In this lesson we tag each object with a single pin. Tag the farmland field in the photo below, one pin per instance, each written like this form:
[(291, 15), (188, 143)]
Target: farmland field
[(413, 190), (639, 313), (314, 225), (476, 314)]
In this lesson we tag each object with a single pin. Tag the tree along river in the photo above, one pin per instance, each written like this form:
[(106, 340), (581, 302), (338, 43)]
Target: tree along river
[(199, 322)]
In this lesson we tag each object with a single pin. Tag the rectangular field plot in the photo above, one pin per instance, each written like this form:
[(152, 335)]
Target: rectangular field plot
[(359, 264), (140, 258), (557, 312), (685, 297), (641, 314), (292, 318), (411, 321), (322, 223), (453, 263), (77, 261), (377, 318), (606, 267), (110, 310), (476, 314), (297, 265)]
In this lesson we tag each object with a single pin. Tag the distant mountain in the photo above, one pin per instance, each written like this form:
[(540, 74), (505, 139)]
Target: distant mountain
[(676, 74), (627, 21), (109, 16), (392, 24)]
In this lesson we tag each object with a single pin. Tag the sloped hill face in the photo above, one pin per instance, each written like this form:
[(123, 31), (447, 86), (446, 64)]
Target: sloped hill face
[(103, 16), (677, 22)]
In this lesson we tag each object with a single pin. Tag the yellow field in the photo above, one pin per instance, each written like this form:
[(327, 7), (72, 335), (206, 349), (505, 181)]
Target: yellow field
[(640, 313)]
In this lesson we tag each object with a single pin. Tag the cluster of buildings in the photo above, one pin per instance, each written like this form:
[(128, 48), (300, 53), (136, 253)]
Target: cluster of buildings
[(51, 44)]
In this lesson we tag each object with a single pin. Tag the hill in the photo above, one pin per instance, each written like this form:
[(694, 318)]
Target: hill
########
> ABOUT THIS EXERCISE
Each entry in the listing is to be copied exactly.

> EXERCISE OUTPUT
In this lesson we tag each object with a single pin. Tag the farmland field in the photo below, one pin per instance, each written like this form:
[(291, 15), (188, 143)]
Target: farmland field
[(413, 190), (639, 313), (314, 225), (476, 314)]
In this lesson we tag each object with a single pin. Tag the tree along river in the photo above, one pin per instance, each written like this form:
[(106, 340), (581, 302), (338, 43)]
Target: tree along river
[(199, 322)]
In this lesson we tag each object with a single pin. Tag the rectangular field plot in the photo above, one pin per instance, each written like this form:
[(152, 335)]
Target: rectangular field plot
[(359, 264), (140, 258), (557, 312), (685, 297), (641, 314), (292, 318), (411, 321), (322, 223), (453, 263), (77, 261), (377, 318), (606, 267), (110, 310), (476, 314), (297, 265)]
In this lesson we tag each object with a single pin. Tag the distant mountain in the photo above, one pin per instance, each written like this form:
[(540, 74), (505, 139)]
Target: distant mountain
[(676, 74), (627, 21), (109, 16), (392, 24)]
In this lesson we tag each object with a single pin. Tag the sloped hill face in the photo above, one pin per instance, each written like this form:
[(123, 31), (447, 86), (446, 64)]
Target: sloped hill face
[(103, 16), (677, 22)]
In this lesson we tag each object with a single pin. Tag the yellow field in the photo above, one pin per instance, each written like this form:
[(327, 7), (72, 335), (206, 349), (505, 181)]
Target: yellow field
[(640, 313)]
In this lesson we tag each object with a single pin. Tag the cluster of buildings in the photo above, one pin per instance, each written like this form:
[(128, 48), (300, 53), (136, 253)]
Target: cluster of buildings
[(51, 44)]
In this lesson we tag each object with a single pin. Tag the hill in the photo above, one pin per instance, each written like this form:
[(694, 318)]
Target: hill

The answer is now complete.